Document passage:
═══
The function of this combinational logic circuit can be achieved by the constructive and destructive interference between the input signal(s) and the control signal in each sub-structure. The Difference operation in this combinational logic circuit is the same of output sum in half-adder combinational logic circuit. The Borrow process is the same of XOR gate but in third state (ON-OFF) the output must be OFF instead of ON state. This state is done by launching light at the wavelength of 1550 nm to the Input Port 1 (Port 5) with a Phase equal to 180° and to the Control Port with a Phase equal to 0° always. The state of the Output Ports is OFF according to the value of transmission that is 0.18 (below transmission threshold = 0.25). As a result, the function of half-subtractor combinational logic circuit is achieved. The transmission spectrum of the proposed plasmonic half-subtractor is shown in Figure 3c. Figure 2d,e show the magnetic field distribution of Logic 10 and Logic 11 inputs plasmonic half-subtractor, respectively. The operation of the proposed plasmonic half-subtractor combinational logic circuit is summarized as in Table 2.

3.3. Plasmonic Comparator One-Bit Combinational Logic Circuit

The basic function of a comparator is to compare the magnitudes of two binary quantities to determine the relationship of those quantities [27]. A comparator is a combinational logic circuit with two inputs, three outputs; the three outputs are the Equality (A = B), the Inequality Less Than (ILT), (A < B), and the Inequality More Than (IMT), (A > B). The first output (Equality) is represented by XNOR gate, while the second and third outputs is merged to gather to represent by XOR gate according to Figure 4a,b.
═══
Supplied data:

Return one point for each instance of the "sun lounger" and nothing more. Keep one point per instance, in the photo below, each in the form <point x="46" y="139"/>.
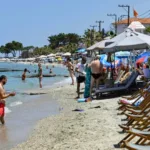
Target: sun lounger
═══
What to do:
a - In the passage on plasmonic logic circuits, which gate represents the Equality output of the one-bit comparator?
b - Continue the passage on plasmonic logic circuits from the point where it stops.

Results in order:
a - The XNOR gate represents the Equality output.

b -
To perform comparator one-bit combinational logic circuit in our structure, we choose the left sub-structure as a structure to perform the Equality (first output) and choose the right sub-structure as a structure to perform the Inequality (merged second and third outputs). To perform the Equality, we choose Port 2 as an Input Port 1, Port 3 as an Input Port 2, the Output Port is Port 4, and the Control Port is Port 1. To perform the Inequality, we choose Port 5 as an Input Port 1, Port 6 as an Input Port 2, the Output Port is Port 8, and the Control Port is Port 7 (see Figure 1).

The function of this combinational logic circuit can occur by the constructive and destructive interference between the input signal(s) and the control signal in each sub-structure. The operation of the Inequality in this combinational logic circuit is the same of Sum operation and Difference operation in half-adder and half-subtractor combinational logic circuit, respectively. The output of proposed plasmonic Inequality is regarded as the functions of the (ILT), (A < B), in second state and the (IMT), (A > B), in third state. To perform the Equality process, the XNOR gate must be achieved. The first state (OFF-OFF) can be achieved when launching light at the wavelength of 1550 nm to the Control Port with a Phase equal to 180°, the state of the Output Port is ON according to the value of transmission that is 0.2807 (above transmission threshold = 0.25). In the second and the third states (OFF-ON or ON-OFF), the destructive interference happened between the input signal and control signal due to the difference in Phase. Therefore, the transmission is less than the threshold and regarding it as Logic 0. In the fourth state (ON-ON), the large constructive interference happened between input signals and control signal due to the Phase of these signals is similar (Phase = 180°). This resulted to enhance the transmission above 100% (175%) and that is regarded as Logic 1. As a result, the function of comparator one-bit combinational logic circuit is achieved. The transmission spectrum of the proposed plasmonic comparator one-bit is shown in Figure 4c. Figure 4d–g show the magnetic field distribution of Logic 00, 01, 10 and 11 inputs plasmonic comparator one-bit, respectively. The operation of the proposed plasmonic comparator one-bit combinational logic circuit is summarized as in Table 3.

3.4. Plasmonic Full-Adder Combinational Logic Circuit

The full-adder accepts two input bits and an input carry and generates an output sum and an output carry [27]. A full-adder is a combinational logic circuit with three inputs (A, B, and C_i), two outputs, the two outputs are the output sum (∑) and the output carry (C_out) according to Figure 5a,b.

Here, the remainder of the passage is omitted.